▶ **SET PROBLEM**:
In the material that follows, switch every "Outline" to "Draw a box around" and leave everything else untouched.

Stored dataset items:
* * * * * * * * *

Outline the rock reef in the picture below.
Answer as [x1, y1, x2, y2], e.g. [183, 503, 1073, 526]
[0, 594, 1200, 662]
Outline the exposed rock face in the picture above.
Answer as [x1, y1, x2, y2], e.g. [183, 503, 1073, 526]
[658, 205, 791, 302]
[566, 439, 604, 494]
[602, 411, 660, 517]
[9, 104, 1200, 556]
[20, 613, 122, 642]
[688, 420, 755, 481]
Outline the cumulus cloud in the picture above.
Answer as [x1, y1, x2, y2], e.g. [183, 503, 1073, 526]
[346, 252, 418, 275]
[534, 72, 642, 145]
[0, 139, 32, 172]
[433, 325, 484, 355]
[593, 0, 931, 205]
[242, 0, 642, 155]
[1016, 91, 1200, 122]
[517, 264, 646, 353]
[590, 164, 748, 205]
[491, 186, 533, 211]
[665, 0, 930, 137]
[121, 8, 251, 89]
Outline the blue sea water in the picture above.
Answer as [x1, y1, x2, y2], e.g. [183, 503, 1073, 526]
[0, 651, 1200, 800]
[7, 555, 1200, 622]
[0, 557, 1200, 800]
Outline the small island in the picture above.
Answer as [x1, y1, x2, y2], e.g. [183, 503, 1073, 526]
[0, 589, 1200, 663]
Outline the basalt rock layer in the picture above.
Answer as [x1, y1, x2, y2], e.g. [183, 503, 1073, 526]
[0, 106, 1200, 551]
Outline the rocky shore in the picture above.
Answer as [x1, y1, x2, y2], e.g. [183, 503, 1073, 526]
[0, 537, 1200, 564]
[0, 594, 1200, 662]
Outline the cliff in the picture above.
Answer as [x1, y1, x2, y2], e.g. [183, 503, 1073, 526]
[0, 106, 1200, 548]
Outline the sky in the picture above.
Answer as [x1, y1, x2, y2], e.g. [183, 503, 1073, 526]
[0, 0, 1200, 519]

* * * * * * * * *

▶ **EXERCISE OUTPUT**:
Draw a box around the rock reef in the picture below.
Answer as [x1, y1, x2, y2], e.g. [183, 503, 1073, 526]
[0, 594, 1200, 662]
Draw a box around the exposed rock face in the picture above.
Answer as [x1, y1, x2, y2], e.g. [183, 503, 1073, 526]
[658, 205, 791, 302]
[566, 439, 604, 494]
[602, 411, 660, 517]
[9, 104, 1200, 556]
[20, 613, 122, 642]
[688, 420, 755, 481]
Draw a box around the cumulus cloud in the picture above.
Answer as [x1, y1, x2, y2], e.g. [183, 503, 1073, 526]
[346, 252, 418, 275]
[534, 72, 642, 145]
[0, 139, 32, 172]
[433, 325, 484, 355]
[593, 0, 931, 205]
[242, 0, 642, 155]
[1016, 91, 1200, 122]
[517, 264, 646, 353]
[590, 164, 748, 205]
[491, 186, 533, 211]
[665, 0, 930, 137]
[121, 8, 251, 89]
Draw a box around the blue sea water in the picture above.
Answer as [x1, y1, x2, y2], e.g. [183, 503, 1073, 526]
[0, 651, 1200, 800]
[7, 555, 1200, 622]
[0, 557, 1200, 800]
Draw a box around the small island in the picture above.
Answer as [x1, y1, x2, y2], e.g. [183, 503, 1073, 526]
[0, 589, 1200, 663]
Draw a box around the basalt rock layer in the picture above.
Answer as [x1, y1, x2, y2], e.g. [183, 503, 1073, 526]
[0, 106, 1200, 551]
Draw a box around the rocky shore in the picture above.
Answer as [x1, y1, x2, y2], e.g. [183, 503, 1073, 526]
[0, 537, 1200, 564]
[0, 594, 1200, 662]
Draw a box around the cliff in the picture above.
Answer as [x1, y1, x2, y2], e.g. [183, 503, 1073, 526]
[0, 106, 1200, 548]
Draw a box around the sky in the picture above.
Answer as [x1, y1, x2, y2], e.g. [183, 503, 1073, 526]
[0, 0, 1200, 519]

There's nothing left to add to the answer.